Article:
-- begin --
I'm thinking I would need 6 different CLR splitters, just as an initial count.
September 24, 2010 at 12:48 am
UMG Developer (9/23/2010)
I know I should just test this, I might if I had the tools installed and knew how to make/build CLRs...
If you trust me, you can just run the CREATE ASSEMBLY and CREATE FUNCTION statements from SSMS. There's no need to build it from the source code.
...but have you tested if there is much of a performance difference if the CLR didn't handle UNICODE characters? (Would it be better to have two versions, one that handles VARCHAR and one that handles NVARCHAR?)
You can't pass anything other than Unicode to SQLCLR code.
Same with the sequence field, sometimes I would want that and other times I wouldn't. Could that be an option controlled by a parameter, or should it be yet another version?
If you don't want the sequence field, simply omit it from your query. There would be no advantage in coding a function that did/did not produce the sequence column.
I'm thinking I would need 6 different CLR splitters, just as an initial count.
-- end --
Raw records:
-- begin --
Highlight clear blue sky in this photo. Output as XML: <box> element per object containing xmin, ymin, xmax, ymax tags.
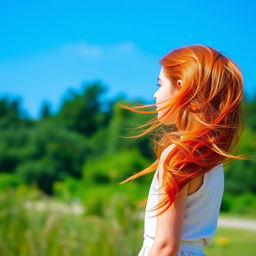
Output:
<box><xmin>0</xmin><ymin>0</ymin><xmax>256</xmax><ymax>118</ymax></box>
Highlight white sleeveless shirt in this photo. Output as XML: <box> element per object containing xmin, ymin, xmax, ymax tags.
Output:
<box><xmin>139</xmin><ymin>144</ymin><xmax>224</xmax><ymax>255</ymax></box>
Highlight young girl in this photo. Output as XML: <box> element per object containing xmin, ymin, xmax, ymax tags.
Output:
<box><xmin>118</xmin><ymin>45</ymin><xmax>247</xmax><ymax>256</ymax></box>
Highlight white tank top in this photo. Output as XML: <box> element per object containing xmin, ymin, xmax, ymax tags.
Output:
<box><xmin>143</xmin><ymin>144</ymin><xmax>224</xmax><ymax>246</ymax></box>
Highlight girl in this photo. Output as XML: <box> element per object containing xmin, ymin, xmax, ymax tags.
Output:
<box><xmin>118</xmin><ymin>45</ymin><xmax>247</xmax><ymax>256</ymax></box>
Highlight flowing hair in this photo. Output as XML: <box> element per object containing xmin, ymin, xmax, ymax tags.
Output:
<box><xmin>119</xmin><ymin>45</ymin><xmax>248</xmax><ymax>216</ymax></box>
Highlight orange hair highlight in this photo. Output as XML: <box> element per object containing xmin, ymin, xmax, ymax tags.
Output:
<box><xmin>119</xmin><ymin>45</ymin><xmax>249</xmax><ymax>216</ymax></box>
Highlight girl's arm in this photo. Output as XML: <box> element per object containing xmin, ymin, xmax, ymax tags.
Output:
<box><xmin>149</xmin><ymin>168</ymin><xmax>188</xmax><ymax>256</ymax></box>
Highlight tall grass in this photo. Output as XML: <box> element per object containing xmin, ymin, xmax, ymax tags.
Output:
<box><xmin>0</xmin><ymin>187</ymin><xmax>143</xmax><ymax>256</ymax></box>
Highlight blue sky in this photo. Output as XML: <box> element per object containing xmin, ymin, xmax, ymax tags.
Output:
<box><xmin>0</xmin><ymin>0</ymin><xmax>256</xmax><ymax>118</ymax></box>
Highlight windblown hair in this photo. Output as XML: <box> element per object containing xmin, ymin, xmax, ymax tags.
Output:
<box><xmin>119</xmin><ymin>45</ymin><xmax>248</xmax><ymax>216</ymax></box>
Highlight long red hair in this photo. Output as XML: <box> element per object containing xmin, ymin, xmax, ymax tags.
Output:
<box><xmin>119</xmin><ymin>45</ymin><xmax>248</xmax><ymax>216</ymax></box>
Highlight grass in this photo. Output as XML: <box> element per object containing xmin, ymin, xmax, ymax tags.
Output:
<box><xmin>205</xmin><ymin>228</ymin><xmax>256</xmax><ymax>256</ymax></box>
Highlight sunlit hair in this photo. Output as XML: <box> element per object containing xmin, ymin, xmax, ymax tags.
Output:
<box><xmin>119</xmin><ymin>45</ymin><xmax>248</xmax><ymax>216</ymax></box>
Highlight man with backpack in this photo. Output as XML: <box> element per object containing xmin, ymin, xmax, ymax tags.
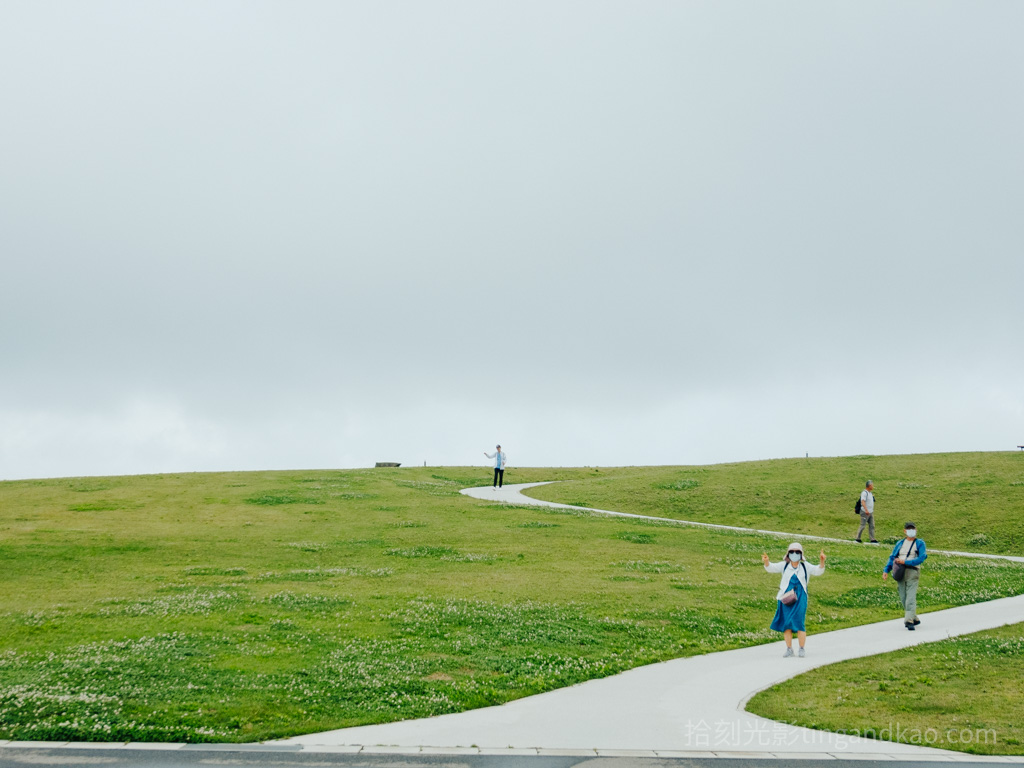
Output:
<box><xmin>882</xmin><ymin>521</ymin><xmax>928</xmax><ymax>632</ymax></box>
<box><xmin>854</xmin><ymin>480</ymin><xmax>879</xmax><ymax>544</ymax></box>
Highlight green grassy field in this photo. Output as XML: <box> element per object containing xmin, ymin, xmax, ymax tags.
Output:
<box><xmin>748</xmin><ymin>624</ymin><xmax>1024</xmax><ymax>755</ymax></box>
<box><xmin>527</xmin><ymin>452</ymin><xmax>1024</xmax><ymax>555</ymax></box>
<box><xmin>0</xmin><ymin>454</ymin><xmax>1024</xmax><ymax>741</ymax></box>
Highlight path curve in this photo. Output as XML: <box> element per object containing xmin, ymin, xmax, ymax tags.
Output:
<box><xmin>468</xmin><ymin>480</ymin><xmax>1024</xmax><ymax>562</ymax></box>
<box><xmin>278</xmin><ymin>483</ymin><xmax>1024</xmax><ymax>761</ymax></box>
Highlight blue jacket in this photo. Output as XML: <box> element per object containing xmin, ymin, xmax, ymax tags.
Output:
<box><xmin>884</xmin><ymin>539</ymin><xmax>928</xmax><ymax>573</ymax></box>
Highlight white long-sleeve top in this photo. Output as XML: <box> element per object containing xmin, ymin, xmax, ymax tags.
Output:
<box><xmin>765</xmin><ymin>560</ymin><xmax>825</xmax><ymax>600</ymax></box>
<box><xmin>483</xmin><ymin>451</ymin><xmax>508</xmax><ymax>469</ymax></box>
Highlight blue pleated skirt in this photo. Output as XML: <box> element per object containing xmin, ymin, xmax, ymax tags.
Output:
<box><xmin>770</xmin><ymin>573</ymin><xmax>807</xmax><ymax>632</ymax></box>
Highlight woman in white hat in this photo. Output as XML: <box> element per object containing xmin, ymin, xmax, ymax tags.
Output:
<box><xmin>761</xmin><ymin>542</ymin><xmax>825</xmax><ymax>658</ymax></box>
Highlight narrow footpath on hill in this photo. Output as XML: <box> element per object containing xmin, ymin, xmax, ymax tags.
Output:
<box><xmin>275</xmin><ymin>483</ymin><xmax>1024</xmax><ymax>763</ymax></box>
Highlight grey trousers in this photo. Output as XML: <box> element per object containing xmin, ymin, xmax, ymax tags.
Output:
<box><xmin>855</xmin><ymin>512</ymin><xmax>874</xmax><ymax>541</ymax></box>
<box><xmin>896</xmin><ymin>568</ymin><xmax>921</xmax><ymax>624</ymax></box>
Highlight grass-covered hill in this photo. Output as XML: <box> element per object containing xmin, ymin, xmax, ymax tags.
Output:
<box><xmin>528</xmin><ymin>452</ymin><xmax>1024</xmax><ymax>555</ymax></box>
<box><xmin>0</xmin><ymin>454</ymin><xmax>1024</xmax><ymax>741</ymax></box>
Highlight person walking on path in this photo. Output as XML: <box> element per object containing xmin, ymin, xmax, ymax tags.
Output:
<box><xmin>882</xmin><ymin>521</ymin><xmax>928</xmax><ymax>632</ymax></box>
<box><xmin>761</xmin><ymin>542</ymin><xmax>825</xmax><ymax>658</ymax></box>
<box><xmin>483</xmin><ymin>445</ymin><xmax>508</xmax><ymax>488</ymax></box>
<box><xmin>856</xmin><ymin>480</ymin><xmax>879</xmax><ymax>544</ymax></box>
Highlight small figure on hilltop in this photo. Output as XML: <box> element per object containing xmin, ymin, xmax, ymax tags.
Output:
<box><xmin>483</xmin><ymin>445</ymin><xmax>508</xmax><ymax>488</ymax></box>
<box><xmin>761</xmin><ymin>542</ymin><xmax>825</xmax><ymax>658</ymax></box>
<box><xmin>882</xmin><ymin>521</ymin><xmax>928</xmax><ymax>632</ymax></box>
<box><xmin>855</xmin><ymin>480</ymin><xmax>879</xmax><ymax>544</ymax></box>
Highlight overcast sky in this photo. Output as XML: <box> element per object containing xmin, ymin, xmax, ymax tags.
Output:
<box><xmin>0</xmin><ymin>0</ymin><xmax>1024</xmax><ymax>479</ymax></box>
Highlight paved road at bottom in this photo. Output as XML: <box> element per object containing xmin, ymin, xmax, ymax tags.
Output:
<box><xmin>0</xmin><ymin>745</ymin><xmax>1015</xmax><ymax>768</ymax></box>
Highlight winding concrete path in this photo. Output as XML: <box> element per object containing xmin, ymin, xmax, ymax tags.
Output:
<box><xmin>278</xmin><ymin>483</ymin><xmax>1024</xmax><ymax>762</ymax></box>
-- end --
Set of tasks:
1 - List every sentence in the forum thread that ends with a question mark.
2 - Format everything in the records from the line containing "Highlight winding concrete" through the end of the records as a JSON list of strings, one string per line, with blank lines left out.
The forum thread and the records are separate, unrelated material.

Answers to each task:
1 -
- ...but have you tested if there is much of a performance difference if the CLR didn't handle UNICODE characters?
- Would it be better to have two versions, one that handles VARCHAR and one that handles NVARCHAR?
- Could that be an option controlled by a parameter, or should it be yet another version?

2 -
[
  "Highlight winding concrete path in this photo. Output as XML: <box> element per object containing xmin, ymin, xmax, ymax tags.",
  "Output:",
  "<box><xmin>278</xmin><ymin>483</ymin><xmax>1024</xmax><ymax>762</ymax></box>"
]